The task:
Go through the items below and copy out every line that contains the word "dark".

Raw records:
■ ■ ■ ■ ■
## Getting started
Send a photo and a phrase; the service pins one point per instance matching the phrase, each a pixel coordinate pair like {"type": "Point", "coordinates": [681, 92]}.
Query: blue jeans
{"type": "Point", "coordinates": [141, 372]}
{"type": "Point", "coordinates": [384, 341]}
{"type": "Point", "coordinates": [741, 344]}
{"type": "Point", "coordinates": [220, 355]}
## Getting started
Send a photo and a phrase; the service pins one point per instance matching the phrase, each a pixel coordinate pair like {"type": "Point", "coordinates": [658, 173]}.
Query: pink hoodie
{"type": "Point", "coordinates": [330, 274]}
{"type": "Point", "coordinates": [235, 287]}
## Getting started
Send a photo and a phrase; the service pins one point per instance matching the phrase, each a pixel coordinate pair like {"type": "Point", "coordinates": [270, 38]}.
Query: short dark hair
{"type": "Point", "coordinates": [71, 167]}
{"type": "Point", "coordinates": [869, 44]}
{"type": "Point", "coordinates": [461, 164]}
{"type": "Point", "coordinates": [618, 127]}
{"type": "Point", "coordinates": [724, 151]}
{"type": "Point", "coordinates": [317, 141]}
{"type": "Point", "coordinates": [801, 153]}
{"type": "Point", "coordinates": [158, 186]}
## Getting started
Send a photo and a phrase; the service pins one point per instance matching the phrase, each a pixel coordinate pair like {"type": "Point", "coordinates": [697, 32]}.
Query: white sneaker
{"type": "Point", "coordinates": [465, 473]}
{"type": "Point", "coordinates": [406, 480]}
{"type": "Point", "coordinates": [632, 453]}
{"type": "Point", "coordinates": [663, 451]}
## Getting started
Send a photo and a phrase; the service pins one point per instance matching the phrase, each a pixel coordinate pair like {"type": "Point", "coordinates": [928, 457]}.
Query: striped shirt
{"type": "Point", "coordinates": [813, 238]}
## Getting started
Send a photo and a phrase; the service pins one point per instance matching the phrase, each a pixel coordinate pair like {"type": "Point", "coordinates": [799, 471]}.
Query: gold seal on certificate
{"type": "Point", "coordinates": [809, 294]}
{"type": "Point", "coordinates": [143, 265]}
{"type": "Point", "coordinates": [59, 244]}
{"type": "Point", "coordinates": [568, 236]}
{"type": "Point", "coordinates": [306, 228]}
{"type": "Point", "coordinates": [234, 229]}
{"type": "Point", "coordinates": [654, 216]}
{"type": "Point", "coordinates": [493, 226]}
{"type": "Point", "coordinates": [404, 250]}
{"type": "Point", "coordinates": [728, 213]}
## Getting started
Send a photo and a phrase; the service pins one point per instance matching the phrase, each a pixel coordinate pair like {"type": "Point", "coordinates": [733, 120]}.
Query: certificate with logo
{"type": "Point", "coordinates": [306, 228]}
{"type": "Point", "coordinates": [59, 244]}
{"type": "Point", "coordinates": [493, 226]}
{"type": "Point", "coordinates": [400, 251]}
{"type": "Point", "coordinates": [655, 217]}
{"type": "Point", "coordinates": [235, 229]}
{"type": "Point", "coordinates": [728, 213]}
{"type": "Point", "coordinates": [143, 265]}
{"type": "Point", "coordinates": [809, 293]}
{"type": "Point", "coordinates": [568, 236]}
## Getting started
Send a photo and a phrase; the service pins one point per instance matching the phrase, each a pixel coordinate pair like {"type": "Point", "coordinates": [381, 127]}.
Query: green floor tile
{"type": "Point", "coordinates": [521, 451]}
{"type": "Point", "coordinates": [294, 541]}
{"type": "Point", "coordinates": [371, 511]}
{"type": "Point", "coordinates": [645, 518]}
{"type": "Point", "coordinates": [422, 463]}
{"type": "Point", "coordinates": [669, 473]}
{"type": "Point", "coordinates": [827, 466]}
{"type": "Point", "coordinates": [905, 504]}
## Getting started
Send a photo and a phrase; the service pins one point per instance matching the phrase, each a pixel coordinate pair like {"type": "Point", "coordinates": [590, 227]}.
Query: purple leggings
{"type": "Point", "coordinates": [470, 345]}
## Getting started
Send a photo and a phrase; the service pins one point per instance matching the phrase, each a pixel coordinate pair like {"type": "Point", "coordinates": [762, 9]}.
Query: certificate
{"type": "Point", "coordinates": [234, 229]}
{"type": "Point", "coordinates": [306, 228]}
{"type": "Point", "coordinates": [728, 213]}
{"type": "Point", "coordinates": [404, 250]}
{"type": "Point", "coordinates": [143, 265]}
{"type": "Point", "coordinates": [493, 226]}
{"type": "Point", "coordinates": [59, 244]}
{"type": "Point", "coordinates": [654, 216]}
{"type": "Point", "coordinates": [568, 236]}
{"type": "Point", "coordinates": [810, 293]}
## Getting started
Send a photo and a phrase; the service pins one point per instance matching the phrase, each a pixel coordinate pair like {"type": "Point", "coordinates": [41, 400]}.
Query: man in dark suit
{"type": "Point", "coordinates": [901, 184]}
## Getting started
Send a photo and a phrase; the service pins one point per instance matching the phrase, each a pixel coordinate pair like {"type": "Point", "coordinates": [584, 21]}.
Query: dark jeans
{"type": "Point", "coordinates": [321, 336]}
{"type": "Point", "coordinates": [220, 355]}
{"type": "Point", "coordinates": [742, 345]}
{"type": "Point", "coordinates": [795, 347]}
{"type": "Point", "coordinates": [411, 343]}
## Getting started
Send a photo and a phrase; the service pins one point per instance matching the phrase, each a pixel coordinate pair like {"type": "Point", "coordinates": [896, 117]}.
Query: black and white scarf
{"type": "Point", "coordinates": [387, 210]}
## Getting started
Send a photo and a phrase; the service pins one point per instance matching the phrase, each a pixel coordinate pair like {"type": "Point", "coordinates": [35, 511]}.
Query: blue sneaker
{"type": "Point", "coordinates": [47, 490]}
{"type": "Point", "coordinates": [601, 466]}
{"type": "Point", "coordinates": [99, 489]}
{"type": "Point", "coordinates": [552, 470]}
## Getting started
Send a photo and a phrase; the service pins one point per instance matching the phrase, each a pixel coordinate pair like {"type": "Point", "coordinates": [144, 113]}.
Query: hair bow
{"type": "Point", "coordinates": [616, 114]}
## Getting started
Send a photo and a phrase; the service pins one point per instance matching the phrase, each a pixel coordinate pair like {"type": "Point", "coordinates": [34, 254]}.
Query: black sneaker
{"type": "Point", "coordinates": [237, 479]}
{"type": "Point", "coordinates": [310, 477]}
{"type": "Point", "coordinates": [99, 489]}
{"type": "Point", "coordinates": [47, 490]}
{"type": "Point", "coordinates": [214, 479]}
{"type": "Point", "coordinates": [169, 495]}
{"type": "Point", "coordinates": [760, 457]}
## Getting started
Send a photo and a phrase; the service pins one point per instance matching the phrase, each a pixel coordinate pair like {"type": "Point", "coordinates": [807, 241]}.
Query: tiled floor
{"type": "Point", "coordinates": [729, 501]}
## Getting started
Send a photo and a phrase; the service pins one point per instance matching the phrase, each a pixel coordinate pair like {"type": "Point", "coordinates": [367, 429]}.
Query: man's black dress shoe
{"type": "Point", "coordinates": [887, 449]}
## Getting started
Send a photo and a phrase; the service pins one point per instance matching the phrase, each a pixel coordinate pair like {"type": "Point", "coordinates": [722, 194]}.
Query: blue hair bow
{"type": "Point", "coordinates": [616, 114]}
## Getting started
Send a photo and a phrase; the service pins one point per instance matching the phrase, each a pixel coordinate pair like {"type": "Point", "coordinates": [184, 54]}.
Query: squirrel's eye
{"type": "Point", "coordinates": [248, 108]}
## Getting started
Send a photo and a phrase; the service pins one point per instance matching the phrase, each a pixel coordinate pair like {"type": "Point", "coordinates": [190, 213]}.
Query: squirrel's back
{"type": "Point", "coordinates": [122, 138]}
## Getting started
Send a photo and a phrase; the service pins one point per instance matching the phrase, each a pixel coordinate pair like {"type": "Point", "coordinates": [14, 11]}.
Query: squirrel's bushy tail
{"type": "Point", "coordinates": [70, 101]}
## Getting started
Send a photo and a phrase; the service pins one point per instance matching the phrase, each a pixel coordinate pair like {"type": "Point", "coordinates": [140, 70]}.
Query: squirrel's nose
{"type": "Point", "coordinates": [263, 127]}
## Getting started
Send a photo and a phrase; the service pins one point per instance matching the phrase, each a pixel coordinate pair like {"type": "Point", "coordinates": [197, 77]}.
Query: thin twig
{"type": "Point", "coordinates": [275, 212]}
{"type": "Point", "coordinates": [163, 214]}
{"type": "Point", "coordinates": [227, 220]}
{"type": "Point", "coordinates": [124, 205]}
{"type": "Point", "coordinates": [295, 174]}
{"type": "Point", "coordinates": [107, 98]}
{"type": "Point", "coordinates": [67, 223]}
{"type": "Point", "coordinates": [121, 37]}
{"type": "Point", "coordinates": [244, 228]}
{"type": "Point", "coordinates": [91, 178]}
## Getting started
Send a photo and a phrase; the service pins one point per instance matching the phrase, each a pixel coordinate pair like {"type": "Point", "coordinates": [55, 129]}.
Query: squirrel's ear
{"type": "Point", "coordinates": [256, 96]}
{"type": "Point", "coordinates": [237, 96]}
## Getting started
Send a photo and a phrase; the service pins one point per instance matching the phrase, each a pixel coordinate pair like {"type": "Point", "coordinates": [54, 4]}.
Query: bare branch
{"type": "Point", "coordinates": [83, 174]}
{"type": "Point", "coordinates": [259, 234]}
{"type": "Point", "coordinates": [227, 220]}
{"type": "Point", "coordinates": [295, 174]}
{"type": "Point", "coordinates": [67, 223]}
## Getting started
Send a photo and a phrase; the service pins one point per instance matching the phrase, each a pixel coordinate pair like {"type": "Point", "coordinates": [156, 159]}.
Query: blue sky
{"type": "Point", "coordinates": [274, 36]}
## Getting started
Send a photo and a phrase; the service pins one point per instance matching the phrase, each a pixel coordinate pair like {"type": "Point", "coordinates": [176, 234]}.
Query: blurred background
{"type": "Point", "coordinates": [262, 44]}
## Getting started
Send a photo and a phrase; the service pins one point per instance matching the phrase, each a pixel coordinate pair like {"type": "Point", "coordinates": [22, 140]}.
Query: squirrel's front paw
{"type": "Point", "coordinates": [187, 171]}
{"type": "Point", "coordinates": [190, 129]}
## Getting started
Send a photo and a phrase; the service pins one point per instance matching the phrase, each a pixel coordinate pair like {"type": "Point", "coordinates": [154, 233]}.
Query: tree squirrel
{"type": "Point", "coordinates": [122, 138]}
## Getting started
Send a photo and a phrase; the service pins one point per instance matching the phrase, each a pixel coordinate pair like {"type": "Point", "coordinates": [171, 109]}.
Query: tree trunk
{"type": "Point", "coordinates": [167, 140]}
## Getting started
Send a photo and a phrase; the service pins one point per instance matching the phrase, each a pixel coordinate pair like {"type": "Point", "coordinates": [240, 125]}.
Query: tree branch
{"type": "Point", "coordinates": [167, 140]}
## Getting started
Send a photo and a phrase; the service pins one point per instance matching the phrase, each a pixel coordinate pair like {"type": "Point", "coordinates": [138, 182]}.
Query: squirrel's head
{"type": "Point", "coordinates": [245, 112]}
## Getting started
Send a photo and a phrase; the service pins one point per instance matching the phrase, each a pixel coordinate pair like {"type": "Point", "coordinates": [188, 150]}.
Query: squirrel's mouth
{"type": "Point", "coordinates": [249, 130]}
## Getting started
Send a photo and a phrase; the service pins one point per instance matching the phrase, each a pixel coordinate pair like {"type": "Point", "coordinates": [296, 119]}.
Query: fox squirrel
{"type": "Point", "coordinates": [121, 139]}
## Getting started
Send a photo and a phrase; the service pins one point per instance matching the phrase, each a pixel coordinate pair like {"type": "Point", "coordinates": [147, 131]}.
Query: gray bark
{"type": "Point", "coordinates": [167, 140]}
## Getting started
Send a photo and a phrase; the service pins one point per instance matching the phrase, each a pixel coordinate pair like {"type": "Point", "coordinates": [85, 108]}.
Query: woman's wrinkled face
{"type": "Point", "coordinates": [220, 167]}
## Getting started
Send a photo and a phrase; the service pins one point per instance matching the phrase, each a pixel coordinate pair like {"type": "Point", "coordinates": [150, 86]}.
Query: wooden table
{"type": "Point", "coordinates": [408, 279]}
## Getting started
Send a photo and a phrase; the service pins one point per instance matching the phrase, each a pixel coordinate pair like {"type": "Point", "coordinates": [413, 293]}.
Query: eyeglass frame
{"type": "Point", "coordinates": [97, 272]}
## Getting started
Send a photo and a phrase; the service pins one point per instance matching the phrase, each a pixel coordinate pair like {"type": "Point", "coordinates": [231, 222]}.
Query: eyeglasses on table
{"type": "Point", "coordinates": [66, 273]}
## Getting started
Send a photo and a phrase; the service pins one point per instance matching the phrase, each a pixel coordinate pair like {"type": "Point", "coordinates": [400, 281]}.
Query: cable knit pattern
■ ■ ■ ■ ■
Answer in full:
Query: short dark hair
Query: man in dark suit
Query: dark jeans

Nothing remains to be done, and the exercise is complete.